== Problem statement ==
Please show every line in the entries below that includes the word "chair".

Extracted information START

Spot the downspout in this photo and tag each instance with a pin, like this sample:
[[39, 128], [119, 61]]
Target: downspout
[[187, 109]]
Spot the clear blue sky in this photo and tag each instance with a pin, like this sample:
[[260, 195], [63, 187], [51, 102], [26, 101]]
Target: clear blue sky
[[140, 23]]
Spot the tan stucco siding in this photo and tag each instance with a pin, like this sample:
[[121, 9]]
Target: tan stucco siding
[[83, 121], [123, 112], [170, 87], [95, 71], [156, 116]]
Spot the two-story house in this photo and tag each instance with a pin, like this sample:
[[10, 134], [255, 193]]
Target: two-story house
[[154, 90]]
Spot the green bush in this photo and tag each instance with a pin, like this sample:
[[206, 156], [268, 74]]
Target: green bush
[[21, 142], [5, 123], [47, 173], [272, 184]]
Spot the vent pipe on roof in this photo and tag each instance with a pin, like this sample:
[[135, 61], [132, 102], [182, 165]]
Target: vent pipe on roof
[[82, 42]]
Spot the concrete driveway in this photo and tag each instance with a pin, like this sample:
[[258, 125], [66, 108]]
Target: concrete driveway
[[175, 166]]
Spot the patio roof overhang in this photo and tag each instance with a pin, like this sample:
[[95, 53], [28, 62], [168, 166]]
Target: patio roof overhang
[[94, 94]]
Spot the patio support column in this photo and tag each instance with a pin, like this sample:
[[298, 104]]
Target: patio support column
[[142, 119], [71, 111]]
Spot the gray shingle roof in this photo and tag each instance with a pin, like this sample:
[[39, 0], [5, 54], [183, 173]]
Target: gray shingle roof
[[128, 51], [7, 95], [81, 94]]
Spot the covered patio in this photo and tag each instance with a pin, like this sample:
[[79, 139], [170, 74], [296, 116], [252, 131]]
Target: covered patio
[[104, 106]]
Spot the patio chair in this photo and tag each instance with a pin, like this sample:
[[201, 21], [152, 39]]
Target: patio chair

Extracted information END

== Exercise result ==
Spot the patio chair in this photo and tag each instance with a pin, like this sample:
Target: patio chair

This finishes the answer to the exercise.